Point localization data
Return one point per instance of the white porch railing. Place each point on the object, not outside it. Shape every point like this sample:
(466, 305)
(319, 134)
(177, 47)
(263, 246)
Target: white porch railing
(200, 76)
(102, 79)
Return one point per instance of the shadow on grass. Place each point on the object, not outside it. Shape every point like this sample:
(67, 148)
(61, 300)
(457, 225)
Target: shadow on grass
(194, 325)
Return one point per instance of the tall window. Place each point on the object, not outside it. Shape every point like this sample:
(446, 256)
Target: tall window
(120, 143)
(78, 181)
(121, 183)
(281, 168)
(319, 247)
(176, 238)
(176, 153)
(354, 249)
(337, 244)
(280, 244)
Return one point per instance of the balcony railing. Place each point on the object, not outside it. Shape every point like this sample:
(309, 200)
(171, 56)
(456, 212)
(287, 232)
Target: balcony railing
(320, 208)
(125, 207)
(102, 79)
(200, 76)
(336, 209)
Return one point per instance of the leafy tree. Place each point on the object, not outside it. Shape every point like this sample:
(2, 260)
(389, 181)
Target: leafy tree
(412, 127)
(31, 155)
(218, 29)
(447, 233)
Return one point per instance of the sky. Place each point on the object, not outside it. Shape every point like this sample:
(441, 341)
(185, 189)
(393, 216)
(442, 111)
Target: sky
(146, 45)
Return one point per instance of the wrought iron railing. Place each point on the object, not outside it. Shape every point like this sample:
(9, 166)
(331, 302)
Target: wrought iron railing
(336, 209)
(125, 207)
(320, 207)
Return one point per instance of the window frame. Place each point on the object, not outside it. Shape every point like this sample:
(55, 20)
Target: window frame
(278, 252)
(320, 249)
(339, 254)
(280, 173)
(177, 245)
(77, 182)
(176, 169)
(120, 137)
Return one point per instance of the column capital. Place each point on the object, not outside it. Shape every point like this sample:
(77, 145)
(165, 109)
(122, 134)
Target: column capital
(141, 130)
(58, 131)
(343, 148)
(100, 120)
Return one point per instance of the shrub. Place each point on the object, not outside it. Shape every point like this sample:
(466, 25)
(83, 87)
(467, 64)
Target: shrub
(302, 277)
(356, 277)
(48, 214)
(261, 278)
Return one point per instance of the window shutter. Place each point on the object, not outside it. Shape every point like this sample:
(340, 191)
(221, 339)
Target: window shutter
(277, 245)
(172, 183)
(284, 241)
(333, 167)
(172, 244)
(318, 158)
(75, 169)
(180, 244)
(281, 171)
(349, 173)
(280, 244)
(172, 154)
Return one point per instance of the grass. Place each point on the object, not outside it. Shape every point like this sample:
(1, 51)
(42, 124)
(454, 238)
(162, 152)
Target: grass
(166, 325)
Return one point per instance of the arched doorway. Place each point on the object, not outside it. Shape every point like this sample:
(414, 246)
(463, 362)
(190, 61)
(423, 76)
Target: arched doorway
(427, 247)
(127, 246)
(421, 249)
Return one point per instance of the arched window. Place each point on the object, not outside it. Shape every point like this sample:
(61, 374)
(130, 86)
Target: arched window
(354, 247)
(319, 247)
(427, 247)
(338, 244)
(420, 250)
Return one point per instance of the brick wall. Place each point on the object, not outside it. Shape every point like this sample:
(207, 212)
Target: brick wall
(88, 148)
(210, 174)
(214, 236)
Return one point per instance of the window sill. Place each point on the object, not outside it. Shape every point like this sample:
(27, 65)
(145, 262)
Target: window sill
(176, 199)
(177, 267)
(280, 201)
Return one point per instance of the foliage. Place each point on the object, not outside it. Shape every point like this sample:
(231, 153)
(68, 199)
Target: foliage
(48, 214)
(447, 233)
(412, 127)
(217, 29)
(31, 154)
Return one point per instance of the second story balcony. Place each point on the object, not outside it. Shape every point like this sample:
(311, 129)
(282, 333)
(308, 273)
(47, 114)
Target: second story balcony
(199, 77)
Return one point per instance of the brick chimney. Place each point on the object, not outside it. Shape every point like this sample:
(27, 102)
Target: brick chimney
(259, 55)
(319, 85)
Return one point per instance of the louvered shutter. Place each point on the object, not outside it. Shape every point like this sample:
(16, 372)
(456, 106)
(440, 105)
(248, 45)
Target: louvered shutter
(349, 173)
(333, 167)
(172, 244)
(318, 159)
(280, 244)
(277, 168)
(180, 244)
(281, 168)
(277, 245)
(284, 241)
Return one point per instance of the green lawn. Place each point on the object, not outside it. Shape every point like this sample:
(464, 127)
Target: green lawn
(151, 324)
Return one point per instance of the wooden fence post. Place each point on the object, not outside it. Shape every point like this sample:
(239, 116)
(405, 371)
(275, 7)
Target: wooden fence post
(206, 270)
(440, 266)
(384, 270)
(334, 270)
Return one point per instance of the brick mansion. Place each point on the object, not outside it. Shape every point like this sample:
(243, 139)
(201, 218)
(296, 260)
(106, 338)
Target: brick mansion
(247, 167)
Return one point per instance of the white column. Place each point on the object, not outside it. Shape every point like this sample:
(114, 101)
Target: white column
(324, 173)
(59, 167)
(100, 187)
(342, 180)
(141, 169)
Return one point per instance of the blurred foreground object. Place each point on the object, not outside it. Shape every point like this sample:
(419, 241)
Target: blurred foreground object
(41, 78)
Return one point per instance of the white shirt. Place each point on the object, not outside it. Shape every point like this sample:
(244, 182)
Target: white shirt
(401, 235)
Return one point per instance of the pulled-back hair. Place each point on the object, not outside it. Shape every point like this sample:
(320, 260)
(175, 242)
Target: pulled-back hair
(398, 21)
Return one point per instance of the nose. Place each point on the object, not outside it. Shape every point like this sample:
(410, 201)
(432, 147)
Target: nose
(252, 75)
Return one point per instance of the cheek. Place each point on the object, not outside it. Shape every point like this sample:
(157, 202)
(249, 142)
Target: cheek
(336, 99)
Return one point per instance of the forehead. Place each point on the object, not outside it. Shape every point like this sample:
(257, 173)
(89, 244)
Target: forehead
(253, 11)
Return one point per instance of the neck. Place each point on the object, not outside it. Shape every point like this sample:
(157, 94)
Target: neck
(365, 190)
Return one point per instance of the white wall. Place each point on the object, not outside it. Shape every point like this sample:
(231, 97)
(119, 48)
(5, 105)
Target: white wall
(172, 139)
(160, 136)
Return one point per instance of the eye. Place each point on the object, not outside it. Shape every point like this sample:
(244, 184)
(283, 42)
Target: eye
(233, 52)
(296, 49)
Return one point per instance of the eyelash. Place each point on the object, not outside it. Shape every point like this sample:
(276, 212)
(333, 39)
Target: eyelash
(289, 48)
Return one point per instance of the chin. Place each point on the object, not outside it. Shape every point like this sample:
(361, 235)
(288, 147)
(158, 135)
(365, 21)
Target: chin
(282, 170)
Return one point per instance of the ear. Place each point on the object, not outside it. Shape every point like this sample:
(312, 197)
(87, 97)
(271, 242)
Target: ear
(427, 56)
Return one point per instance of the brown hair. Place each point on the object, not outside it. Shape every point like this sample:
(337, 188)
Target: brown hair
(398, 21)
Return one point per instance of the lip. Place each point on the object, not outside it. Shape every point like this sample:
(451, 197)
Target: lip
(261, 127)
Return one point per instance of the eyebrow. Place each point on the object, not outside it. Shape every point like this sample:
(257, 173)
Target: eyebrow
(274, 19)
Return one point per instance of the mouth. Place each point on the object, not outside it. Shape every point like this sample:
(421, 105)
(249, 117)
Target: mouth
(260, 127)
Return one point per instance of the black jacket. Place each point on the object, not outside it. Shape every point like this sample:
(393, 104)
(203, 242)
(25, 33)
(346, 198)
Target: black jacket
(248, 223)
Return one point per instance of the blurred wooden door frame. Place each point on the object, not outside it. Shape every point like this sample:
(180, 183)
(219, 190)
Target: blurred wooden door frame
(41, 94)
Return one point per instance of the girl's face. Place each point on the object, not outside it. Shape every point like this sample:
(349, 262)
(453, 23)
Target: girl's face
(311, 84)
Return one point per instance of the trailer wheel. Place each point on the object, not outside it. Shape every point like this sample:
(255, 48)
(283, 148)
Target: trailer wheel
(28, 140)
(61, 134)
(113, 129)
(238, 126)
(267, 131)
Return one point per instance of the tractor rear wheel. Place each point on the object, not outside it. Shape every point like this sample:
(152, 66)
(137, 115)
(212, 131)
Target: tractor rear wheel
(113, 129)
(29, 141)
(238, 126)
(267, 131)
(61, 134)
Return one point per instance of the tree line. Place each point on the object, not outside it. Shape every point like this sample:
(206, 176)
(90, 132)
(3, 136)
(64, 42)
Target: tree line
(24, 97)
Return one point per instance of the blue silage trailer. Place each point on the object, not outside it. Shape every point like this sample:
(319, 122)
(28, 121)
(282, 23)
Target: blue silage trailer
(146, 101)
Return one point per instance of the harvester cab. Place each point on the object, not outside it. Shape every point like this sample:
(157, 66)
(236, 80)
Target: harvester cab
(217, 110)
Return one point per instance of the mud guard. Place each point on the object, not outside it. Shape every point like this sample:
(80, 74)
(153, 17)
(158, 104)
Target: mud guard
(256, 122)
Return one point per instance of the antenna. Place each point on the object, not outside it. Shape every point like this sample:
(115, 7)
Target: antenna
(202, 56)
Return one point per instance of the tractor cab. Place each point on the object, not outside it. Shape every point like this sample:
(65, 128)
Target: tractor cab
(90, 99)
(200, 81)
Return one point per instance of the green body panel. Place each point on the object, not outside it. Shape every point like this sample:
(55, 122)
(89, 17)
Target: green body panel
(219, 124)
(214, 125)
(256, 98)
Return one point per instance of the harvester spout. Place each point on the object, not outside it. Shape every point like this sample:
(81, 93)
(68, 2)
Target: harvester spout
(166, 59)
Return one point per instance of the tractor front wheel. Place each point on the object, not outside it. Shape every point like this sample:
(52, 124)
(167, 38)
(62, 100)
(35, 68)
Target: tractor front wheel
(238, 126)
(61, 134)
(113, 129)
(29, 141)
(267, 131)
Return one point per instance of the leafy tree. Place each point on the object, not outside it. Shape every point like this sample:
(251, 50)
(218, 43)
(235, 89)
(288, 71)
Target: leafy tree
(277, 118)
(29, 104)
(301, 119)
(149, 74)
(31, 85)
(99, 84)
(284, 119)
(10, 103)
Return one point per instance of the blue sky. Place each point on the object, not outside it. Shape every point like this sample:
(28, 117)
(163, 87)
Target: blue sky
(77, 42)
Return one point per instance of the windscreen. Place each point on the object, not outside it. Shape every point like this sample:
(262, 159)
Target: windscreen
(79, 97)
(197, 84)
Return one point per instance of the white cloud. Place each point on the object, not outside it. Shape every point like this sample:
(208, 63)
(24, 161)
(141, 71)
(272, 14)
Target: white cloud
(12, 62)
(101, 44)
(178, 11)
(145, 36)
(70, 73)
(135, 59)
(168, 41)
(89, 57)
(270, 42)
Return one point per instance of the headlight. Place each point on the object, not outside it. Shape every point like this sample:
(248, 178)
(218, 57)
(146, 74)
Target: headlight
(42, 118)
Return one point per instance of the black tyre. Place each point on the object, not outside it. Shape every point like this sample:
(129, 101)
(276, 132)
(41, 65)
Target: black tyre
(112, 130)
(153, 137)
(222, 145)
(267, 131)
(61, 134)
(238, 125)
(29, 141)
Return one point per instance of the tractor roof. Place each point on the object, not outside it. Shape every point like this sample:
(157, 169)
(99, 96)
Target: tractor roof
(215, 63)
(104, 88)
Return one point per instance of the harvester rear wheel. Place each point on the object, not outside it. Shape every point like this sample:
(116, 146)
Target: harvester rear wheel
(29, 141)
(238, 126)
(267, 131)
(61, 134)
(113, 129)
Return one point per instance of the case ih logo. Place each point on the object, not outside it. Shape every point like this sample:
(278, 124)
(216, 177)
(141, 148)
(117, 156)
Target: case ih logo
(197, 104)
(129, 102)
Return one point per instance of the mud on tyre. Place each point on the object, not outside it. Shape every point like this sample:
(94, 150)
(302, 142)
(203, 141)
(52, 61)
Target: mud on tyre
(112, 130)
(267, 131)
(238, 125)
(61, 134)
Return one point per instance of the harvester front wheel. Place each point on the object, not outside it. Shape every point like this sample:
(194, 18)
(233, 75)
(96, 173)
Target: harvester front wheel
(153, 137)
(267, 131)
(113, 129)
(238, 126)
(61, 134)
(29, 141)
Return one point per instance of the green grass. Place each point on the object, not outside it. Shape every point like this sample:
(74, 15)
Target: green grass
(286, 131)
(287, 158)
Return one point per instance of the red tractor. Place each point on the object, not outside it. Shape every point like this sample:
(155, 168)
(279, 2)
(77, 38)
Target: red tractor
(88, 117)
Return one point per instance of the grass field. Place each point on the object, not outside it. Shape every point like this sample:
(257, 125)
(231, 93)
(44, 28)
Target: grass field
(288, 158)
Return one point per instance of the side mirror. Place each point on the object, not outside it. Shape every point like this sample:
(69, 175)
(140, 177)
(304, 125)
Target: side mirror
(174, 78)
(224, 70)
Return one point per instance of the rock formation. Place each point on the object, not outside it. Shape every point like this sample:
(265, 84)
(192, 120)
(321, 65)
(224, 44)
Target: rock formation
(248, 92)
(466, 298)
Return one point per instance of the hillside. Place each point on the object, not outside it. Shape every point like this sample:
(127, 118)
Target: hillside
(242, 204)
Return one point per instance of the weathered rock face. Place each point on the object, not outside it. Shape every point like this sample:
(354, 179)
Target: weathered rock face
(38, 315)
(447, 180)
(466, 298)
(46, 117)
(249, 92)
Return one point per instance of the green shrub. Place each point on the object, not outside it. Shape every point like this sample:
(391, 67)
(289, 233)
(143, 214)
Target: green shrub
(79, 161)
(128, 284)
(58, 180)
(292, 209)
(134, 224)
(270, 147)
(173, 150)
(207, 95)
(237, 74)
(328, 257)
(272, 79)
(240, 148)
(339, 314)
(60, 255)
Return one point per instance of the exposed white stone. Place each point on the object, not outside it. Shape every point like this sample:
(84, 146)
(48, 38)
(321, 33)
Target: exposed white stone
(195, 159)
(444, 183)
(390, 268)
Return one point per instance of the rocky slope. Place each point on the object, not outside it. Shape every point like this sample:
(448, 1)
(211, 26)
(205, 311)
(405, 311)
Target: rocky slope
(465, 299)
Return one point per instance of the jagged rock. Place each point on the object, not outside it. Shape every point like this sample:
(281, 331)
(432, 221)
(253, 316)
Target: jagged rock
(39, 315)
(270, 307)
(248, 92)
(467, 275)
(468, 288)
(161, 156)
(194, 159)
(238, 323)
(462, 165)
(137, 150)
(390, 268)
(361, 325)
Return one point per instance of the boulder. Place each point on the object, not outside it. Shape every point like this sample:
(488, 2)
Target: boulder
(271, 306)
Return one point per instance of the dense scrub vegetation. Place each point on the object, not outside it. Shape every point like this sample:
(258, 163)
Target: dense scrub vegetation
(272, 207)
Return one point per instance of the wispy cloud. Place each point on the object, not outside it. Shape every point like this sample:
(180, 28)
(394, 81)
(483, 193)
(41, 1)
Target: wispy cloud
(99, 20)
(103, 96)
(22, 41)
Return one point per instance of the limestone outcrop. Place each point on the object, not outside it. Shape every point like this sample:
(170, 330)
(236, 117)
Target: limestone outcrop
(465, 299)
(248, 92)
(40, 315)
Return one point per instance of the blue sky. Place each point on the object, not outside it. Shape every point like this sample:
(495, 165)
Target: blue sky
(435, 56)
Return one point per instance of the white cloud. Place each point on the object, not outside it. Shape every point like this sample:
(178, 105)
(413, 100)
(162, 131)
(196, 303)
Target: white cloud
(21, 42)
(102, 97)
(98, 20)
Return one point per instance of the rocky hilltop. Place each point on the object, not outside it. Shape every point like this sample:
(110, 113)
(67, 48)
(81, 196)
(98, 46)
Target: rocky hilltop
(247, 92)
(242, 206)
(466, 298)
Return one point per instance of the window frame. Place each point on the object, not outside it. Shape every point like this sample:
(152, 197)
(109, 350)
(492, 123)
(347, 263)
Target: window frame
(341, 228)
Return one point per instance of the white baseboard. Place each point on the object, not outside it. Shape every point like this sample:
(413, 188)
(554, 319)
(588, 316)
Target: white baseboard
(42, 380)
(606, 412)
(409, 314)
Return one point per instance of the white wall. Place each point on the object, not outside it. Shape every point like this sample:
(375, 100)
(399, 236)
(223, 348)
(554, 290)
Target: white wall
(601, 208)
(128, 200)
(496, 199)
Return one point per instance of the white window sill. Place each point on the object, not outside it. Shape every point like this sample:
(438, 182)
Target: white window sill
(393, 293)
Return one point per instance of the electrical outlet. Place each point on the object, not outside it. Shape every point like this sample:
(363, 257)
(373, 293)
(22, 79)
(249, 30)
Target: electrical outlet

## [TO DO]
"outlet" is the string to look for; please copy every line of the records above where it appears.

## [REPLY TO THE EXERCISE]
Return one point per instance of the electrical outlet. Place each point on the object, not outside it. Shape every point like this sample:
Target: electrical outlet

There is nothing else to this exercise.